[[ Excerpt provided, beginning ]]

There’s something about the word Swadeshi that makes the chest swell and the voice quiver with patriotism. We picture Gandhi at his spinning wheel, khadi clothes fluttering, and villagers proudly making salt. Today, the Prime Minister thunders about Swadeshi, and dutifully, like good children of the soil, we nod our heads and vow to “buy Indian.”
And just as I was about to puff myself up with nationalistic pride, I heard a whisper. Not from the PM, not from the television, but from my past, from my old Maruti 800. “Master,” she wheezed, “do you remember those glorious days, forty years ago, when I raced down the roads of India like a tiny chariot of fire?”
Ah, how could I forget! I was one of the first to own the 800. She was small, tinier than the ambassadorial behemoths, but she zipped! She was the Cadillac of India—at least in our eyes. While the Ambassadors huffed and puffed, while the Fiats demanded their ritual pit stop at Khandala before braving the ghats, my little Maruti darted ahead like a sprinter on steroids.
And then I remembered my old Fiat.
Oh, the memories! Not of speed, but of agony.
The engine overheated at Kapoli, and my family and I sat drinking warm water while other cars overtook us.
Or my Tata Estate—what a beast! A giant of a car, yes, but with problems so gigantic they could have filled Parliament’s question hour.
All Swadeshi products. All ours. And all, tragically, unreliable. Why? Because we cheated ourselves. We cut corners. We lied to our own people, selling them junk at the price of dreams.
And so my Maruti 800 chuckled, “You praise Swadeshi, master. But was I not born of Suzuki’s Japanese genes, clothed only with a little Indian tailoring? Without that Japanese discipline, you’d still be standing by the roadside, cooling engines with buckets of water.”
Point taken.
If we are to talk Swadeshi, let us not just wave flags and pat our backs. Swadeshi should not simply be about building in India—it is about honesty at the production table, truth at the drawing board, and integrity at the assembly line.
But what do we see? Allegations of voter fraud. Investigative agencies chasing opposition while the corrupt laugh over chai. Politicians promising the moon, but delivering potholes. And we, with our chests puffed up, say proudly, “Swadeshi!”
Let’s not fool ourselves. Swadeshi is not just about the badge on a product; it is about the soul behind it. If we continue to lie, cheat, and corrupt, then all the slogans in the world won’t save us. We’ll be back to the days of terrible Fiats and Standard Heralds, while the rest of the world zips by in their Teslas and Toyotas.
So, my dear Prime Minister, and my dear fellow Indians, if we want Swadeshi to truly mean something, let’s first start by cleansing ourselves—our politics, our promises, our honesty. Only then will our cars, our products, our very nation, race ahead like my Maruti once did.
Otherwise, well, don’t blame me if my old rusted, rutt-putt Fiat grins from the scrapyard and says, “Welcome back.”

[[ Excerpt provided, end ]]
[[ Data to examine, beginning ]]

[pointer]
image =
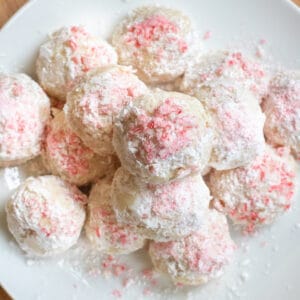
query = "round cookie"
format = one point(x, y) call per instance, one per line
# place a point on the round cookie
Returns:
point(24, 112)
point(282, 109)
point(256, 194)
point(102, 228)
point(45, 215)
point(163, 136)
point(157, 41)
point(199, 257)
point(226, 69)
point(238, 127)
point(96, 100)
point(69, 53)
point(65, 155)
point(160, 212)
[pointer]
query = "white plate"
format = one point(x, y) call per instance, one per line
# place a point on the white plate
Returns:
point(267, 266)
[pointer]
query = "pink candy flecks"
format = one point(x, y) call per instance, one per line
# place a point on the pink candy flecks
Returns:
point(164, 133)
point(153, 29)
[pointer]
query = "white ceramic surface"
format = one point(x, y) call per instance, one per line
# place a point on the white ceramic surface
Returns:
point(267, 266)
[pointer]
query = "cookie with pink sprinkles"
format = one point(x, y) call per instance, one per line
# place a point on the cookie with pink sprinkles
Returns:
point(24, 113)
point(94, 103)
point(199, 257)
point(69, 53)
point(156, 41)
point(45, 215)
point(160, 211)
point(102, 228)
point(163, 136)
point(282, 109)
point(225, 69)
point(256, 194)
point(64, 154)
point(238, 127)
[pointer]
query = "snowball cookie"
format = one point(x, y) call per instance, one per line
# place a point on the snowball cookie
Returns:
point(256, 194)
point(65, 155)
point(199, 257)
point(163, 136)
point(45, 215)
point(156, 41)
point(227, 69)
point(69, 53)
point(238, 127)
point(24, 112)
point(282, 109)
point(102, 228)
point(94, 103)
point(163, 211)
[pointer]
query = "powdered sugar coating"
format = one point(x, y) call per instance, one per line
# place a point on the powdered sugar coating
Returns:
point(64, 154)
point(256, 194)
point(102, 228)
point(199, 257)
point(45, 215)
point(238, 127)
point(69, 53)
point(226, 69)
point(156, 41)
point(95, 102)
point(24, 112)
point(161, 212)
point(163, 136)
point(282, 109)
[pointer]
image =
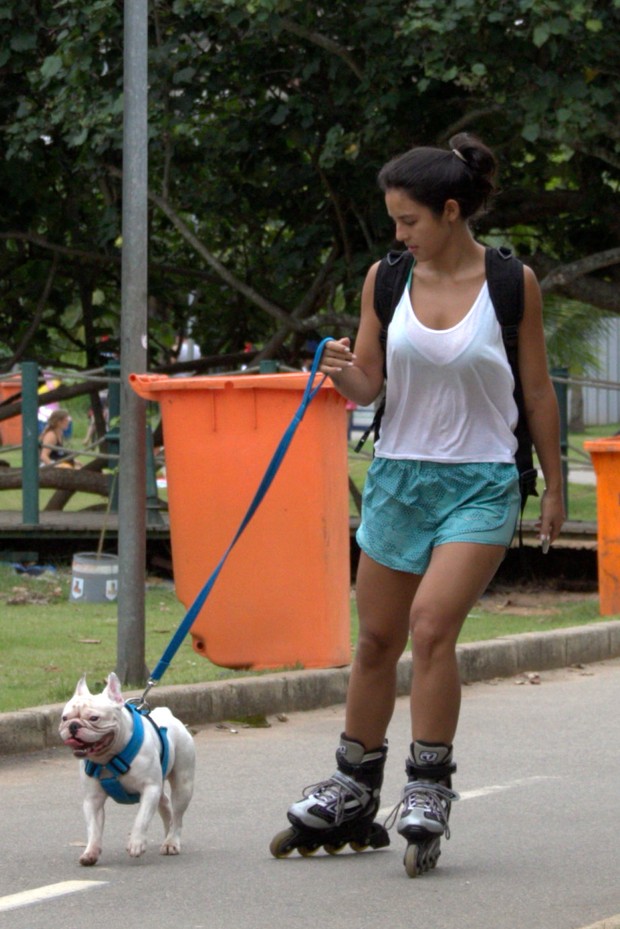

[[ Data to examine, end ]]

* [Action item]
Answer these questions from the essay on Swadeshi:
1. Where did the Fiat's engine overheat?
2. According to the Maruti 800, whose genes was it born of?
3. Where did the Fiats demand their ritual pit stop before braving the ghats?
These entries stand apart from the essay on Swadeshi and are unrelated to it.

* [Answer space]
1. Kapoli
2. Suzuki's Japanese genes
3. Khandala